▶ Stated exercise
Locate every line in the items below that contains the word "beige" and copy each one out. Case counts.

▶ Input rows
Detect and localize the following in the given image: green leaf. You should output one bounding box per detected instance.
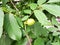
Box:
[42,4,60,16]
[52,17,59,26]
[34,22,48,37]
[15,16,23,27]
[22,16,29,21]
[48,27,58,32]
[53,31,60,36]
[47,0,60,3]
[37,0,46,5]
[34,38,44,45]
[0,8,4,38]
[52,41,60,45]
[24,9,31,14]
[0,35,12,45]
[2,0,9,6]
[4,13,22,40]
[15,38,28,45]
[34,10,48,25]
[29,3,37,10]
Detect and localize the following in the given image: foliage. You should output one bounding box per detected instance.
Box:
[0,0,60,45]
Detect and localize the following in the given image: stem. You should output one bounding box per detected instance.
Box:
[24,25,31,45]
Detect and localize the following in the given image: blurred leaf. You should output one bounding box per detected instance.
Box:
[52,41,60,45]
[15,38,28,45]
[15,16,23,27]
[52,17,59,26]
[47,0,60,3]
[24,9,31,14]
[29,3,37,10]
[34,22,48,37]
[53,31,60,36]
[34,10,48,25]
[48,27,58,32]
[0,8,4,38]
[34,38,44,45]
[42,4,60,16]
[0,35,12,45]
[37,0,46,5]
[4,13,22,40]
[2,0,9,6]
[22,16,29,21]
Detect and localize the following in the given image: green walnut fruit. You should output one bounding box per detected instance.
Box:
[26,18,35,26]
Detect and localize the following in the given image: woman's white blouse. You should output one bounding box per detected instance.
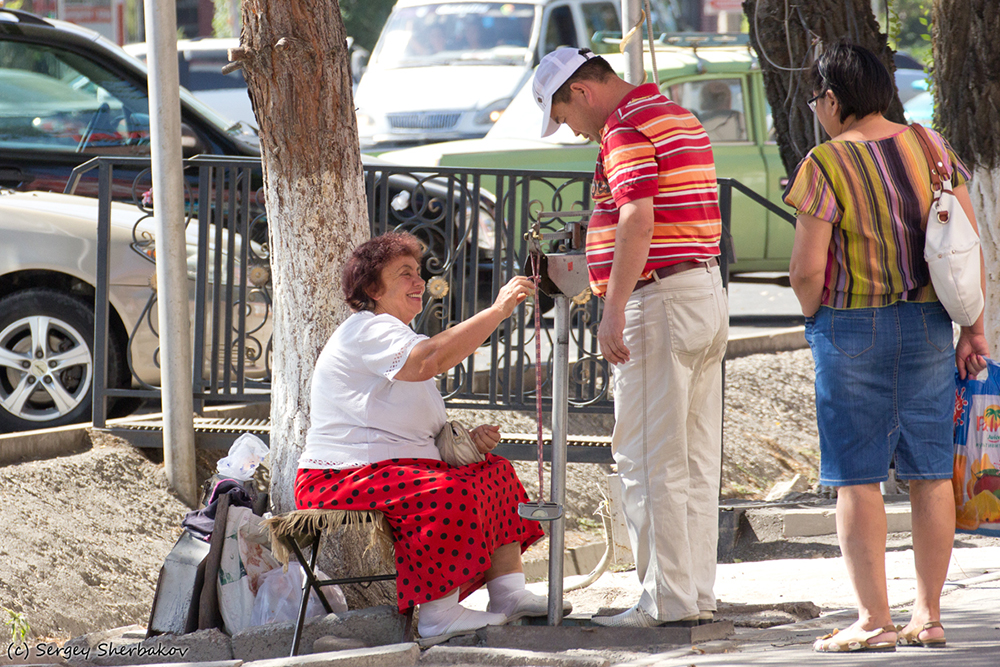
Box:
[299,311,446,468]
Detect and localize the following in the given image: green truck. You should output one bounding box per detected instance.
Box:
[381,35,794,273]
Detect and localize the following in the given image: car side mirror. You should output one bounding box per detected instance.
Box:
[181,123,205,158]
[351,46,371,83]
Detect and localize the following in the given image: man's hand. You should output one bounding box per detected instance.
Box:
[597,308,630,365]
[469,424,500,454]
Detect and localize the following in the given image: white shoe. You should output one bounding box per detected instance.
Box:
[486,590,573,623]
[417,607,507,647]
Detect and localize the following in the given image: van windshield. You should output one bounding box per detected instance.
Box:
[372,2,535,67]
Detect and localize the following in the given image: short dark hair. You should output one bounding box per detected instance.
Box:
[341,232,424,312]
[552,56,617,104]
[812,41,896,123]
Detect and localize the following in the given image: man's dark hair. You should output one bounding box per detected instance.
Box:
[341,232,424,312]
[812,41,896,123]
[552,56,617,104]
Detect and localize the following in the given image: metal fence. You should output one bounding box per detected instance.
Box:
[84,156,791,427]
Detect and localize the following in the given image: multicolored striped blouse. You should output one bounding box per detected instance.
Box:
[784,128,970,308]
[587,83,722,296]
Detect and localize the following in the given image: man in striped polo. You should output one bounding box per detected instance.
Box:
[532,48,729,627]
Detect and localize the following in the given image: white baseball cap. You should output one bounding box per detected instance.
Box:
[531,46,599,137]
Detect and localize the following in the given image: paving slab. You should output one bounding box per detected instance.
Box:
[85,628,233,667]
[246,642,420,667]
[476,621,735,652]
[420,646,610,667]
[233,605,406,660]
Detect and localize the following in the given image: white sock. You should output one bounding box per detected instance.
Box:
[486,572,528,616]
[417,588,507,637]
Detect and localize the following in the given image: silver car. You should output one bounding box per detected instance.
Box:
[0,191,270,432]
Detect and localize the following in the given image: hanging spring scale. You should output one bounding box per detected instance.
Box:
[517,222,563,521]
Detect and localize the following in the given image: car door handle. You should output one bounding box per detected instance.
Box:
[0,167,24,187]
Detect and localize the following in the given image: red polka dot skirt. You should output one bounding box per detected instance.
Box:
[295,454,543,612]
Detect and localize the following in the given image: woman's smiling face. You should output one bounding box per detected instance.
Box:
[372,255,424,324]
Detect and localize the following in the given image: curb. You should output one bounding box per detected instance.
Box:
[726,326,809,359]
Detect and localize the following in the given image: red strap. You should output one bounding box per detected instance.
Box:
[912,123,951,192]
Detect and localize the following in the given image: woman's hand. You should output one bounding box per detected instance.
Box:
[955,327,990,380]
[493,276,535,319]
[469,424,500,454]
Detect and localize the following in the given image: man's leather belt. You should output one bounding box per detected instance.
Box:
[632,257,719,292]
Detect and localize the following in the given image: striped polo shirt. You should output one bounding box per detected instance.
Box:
[587,83,722,296]
[784,128,970,309]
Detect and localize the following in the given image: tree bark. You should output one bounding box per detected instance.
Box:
[743,0,904,173]
[931,0,1000,353]
[235,0,369,512]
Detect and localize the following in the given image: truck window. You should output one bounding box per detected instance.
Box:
[542,5,580,55]
[665,79,749,143]
[580,2,622,37]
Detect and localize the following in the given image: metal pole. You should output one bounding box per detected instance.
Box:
[145,0,198,507]
[549,294,570,625]
[622,0,646,85]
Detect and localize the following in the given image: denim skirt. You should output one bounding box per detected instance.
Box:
[806,301,955,486]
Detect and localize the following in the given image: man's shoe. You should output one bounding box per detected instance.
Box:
[590,604,698,628]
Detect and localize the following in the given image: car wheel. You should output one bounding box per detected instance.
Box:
[0,288,122,432]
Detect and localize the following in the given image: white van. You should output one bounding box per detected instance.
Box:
[355,0,674,149]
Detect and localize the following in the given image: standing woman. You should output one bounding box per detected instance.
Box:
[784,43,989,652]
[295,233,564,638]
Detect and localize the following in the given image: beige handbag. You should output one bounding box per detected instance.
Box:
[913,123,984,327]
[434,421,486,467]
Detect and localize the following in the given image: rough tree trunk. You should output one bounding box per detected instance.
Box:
[932,0,1000,355]
[237,0,368,512]
[743,0,904,173]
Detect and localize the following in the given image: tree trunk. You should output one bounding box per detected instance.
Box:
[234,0,369,512]
[743,0,904,173]
[931,0,1000,354]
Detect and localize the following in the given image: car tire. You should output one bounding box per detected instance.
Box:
[0,288,125,432]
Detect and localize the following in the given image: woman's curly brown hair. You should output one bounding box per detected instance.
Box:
[340,232,424,312]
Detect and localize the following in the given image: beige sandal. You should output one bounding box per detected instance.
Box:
[896,621,946,648]
[813,625,896,653]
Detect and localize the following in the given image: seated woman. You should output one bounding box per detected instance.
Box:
[295,233,568,637]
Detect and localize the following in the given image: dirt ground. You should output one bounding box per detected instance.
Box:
[0,350,819,640]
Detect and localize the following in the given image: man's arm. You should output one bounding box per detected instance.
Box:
[597,197,653,364]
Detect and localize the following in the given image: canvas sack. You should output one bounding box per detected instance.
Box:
[913,123,984,327]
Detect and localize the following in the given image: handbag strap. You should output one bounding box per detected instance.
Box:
[912,123,951,192]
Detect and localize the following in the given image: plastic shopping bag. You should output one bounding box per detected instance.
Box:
[250,560,347,625]
[218,507,281,635]
[951,359,1000,537]
[217,433,268,482]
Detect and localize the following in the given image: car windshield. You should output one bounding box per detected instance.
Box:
[372,2,535,67]
[486,81,588,146]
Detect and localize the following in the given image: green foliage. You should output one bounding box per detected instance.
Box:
[0,607,31,644]
[340,0,396,51]
[212,0,239,37]
[876,0,933,67]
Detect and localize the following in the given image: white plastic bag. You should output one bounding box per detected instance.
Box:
[218,433,268,482]
[250,560,347,625]
[218,507,281,635]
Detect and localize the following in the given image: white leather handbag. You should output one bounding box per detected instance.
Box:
[434,421,486,467]
[913,123,984,327]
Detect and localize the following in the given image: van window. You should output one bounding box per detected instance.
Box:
[542,5,580,55]
[580,2,622,38]
[371,2,535,67]
[664,79,749,143]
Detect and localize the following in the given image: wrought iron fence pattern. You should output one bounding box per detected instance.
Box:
[86,156,769,424]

▶ Reply to the exercise
Detect and localize the following in the given image: beige handbag. You should output one bounding box per detected instance.
Detect and localize the following in the given image: beige sandal. You should output one bounding box per detected instance.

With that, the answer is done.